## Information shown
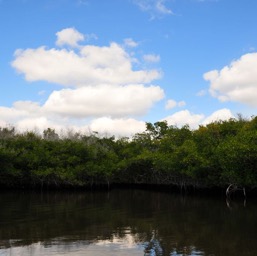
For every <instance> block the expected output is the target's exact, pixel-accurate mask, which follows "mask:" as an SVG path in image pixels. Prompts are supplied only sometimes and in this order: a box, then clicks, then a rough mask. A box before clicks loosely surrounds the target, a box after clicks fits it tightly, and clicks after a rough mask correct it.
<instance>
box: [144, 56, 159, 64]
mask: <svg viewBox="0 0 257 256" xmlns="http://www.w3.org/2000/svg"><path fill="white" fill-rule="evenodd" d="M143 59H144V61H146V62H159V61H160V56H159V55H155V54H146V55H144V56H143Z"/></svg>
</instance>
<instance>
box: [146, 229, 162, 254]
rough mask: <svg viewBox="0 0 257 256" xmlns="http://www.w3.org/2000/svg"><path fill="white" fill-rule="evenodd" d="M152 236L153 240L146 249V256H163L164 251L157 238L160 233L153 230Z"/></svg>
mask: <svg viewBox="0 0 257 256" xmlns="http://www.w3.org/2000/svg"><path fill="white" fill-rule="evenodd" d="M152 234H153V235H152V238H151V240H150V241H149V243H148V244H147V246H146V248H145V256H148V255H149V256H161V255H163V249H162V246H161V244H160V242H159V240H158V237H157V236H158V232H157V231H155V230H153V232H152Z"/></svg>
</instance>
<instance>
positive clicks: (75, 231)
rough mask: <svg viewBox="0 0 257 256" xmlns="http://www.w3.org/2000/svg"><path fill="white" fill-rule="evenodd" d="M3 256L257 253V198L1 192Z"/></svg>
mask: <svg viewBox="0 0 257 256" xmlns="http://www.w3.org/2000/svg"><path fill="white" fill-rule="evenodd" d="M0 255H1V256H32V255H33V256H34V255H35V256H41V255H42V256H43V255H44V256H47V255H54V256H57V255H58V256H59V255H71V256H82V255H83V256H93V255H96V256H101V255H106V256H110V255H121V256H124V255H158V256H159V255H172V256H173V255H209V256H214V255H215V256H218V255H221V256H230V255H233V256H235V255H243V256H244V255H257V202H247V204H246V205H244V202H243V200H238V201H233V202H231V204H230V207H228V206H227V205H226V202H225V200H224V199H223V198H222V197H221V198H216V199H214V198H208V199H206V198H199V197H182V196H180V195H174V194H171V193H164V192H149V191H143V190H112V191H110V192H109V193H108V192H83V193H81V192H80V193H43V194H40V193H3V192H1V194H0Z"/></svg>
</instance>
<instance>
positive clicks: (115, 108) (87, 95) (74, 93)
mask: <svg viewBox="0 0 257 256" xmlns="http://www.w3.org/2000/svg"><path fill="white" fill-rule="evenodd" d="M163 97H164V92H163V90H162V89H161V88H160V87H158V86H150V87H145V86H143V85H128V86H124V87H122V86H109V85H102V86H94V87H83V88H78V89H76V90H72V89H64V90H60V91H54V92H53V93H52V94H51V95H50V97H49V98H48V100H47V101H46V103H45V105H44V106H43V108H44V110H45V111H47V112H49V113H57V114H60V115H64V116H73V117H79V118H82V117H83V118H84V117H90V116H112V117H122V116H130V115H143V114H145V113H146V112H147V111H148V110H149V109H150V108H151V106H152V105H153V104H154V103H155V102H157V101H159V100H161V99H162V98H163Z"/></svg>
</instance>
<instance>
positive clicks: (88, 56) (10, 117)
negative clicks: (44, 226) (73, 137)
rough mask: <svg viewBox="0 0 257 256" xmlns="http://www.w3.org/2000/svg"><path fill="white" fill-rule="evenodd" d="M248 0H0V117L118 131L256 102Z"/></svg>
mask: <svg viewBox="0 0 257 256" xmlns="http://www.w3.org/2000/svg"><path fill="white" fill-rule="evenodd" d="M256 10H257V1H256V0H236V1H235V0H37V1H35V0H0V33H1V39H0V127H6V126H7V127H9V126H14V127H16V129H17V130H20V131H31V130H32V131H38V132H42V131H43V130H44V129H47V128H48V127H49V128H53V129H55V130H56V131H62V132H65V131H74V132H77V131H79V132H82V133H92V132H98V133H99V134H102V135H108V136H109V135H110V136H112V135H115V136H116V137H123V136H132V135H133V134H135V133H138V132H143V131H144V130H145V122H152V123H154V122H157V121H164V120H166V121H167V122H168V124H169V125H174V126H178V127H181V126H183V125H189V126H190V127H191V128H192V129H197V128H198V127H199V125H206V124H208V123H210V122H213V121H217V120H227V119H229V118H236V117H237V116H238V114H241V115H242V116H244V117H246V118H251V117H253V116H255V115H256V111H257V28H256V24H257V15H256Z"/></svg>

## What you have to do
Count the lines in the rows above that contain the string "positive", with case counting. Give only the number.

## Task result
3